■ **Problem**
Extract every line of the data that contains the word "arrow".

■ **Saved entries**
==============================
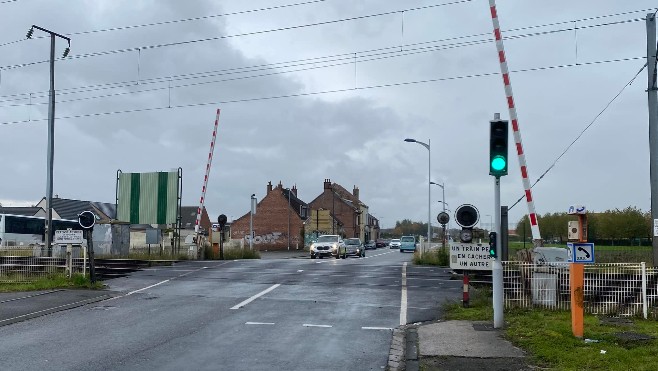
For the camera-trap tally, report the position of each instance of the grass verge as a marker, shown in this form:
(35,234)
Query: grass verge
(50,282)
(548,339)
(438,257)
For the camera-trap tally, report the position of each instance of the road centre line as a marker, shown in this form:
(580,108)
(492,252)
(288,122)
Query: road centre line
(403,297)
(242,304)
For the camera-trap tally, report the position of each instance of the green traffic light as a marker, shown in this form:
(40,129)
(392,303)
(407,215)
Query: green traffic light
(498,163)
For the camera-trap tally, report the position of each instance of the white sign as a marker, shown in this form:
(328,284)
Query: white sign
(577,209)
(470,256)
(582,252)
(68,236)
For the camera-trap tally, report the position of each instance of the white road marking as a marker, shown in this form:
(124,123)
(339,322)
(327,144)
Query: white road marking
(255,296)
(148,287)
(403,298)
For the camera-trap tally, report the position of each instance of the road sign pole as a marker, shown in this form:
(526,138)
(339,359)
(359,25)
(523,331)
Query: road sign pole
(577,283)
(497,268)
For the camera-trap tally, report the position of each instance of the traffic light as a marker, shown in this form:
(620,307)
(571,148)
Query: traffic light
(498,148)
(493,248)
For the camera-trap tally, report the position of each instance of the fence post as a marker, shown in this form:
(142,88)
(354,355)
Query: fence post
(645,304)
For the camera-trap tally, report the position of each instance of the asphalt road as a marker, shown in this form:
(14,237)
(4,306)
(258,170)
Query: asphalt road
(275,314)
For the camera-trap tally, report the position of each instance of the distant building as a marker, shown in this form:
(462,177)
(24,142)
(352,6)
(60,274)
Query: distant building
(278,213)
(351,214)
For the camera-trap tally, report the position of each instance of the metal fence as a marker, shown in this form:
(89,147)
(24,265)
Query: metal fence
(21,264)
(623,289)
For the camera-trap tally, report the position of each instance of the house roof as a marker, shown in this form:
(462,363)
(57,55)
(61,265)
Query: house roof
(25,211)
(295,202)
(69,209)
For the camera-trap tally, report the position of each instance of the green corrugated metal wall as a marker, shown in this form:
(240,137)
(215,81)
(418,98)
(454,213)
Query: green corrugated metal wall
(148,198)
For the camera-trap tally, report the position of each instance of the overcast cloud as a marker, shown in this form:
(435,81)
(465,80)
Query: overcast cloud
(353,137)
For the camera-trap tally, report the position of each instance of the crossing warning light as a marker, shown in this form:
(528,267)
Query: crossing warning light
(498,148)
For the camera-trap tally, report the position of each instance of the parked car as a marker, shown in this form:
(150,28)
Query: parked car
(353,247)
(326,245)
(407,243)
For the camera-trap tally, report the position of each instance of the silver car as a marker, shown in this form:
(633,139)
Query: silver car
(326,245)
(353,247)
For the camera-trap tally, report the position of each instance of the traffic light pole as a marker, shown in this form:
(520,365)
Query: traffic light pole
(652,91)
(497,269)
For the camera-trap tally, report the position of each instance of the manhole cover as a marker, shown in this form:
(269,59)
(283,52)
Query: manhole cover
(632,336)
(483,327)
(616,321)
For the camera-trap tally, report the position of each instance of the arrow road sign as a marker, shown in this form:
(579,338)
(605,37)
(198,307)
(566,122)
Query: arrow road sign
(582,252)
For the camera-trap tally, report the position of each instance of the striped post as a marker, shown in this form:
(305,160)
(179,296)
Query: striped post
(205,178)
(532,215)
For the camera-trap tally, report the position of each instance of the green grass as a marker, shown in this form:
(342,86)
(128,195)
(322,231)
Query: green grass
(437,257)
(547,337)
(53,281)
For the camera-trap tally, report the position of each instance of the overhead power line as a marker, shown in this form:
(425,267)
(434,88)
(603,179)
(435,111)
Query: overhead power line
(128,27)
(400,50)
(216,38)
(334,91)
(583,131)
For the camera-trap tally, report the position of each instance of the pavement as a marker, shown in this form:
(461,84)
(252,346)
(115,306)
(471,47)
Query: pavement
(21,306)
(435,345)
(454,345)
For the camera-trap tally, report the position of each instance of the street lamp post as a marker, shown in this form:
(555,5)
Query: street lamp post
(443,201)
(251,221)
(51,130)
(429,192)
(288,189)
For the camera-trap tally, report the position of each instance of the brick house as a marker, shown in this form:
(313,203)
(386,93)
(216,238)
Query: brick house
(277,213)
(351,214)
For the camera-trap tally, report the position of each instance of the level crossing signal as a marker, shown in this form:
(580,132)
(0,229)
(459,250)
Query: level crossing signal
(498,148)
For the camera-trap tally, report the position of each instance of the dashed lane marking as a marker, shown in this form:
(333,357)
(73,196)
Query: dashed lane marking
(242,304)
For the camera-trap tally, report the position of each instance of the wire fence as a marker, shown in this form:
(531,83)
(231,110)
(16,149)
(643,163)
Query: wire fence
(27,264)
(620,289)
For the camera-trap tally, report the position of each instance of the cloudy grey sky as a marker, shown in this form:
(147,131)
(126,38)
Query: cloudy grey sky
(418,70)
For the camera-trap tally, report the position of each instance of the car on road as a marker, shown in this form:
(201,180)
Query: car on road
(353,247)
(327,245)
(407,243)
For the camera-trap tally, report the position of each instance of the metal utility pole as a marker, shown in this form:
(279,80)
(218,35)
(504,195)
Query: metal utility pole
(652,90)
(429,185)
(51,131)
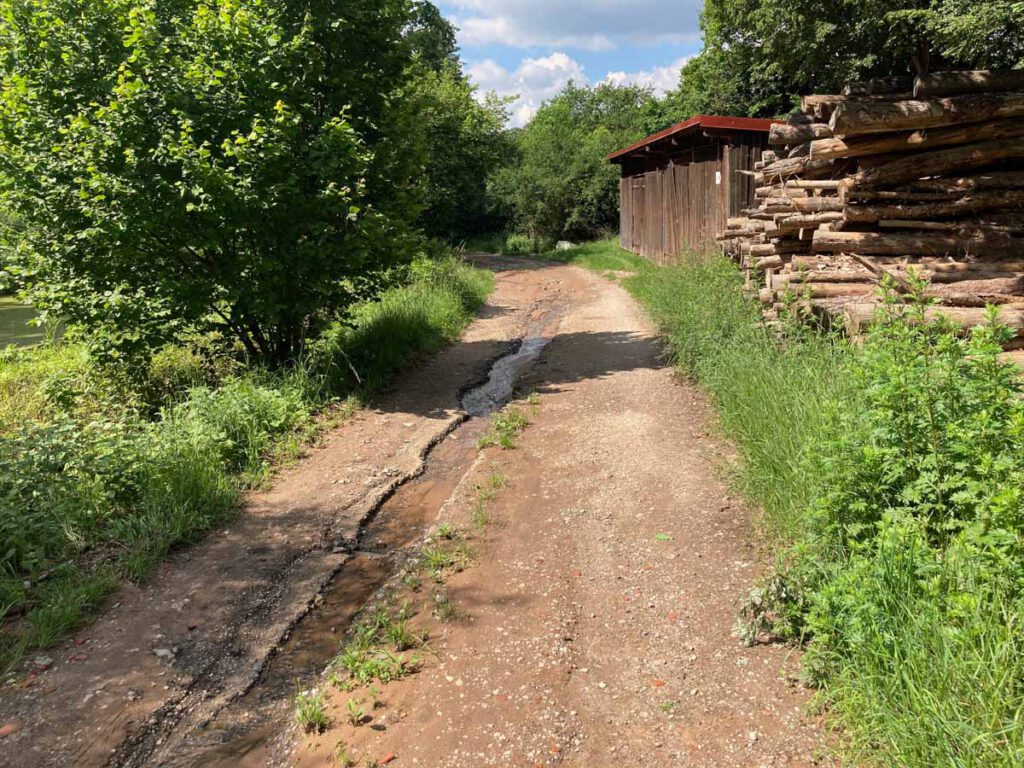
==============================
■ **Worked answer**
For the camera-trap tally, report the position of each instance of the arrow road sign as a marker, shown in this form:
Query: arrow road sign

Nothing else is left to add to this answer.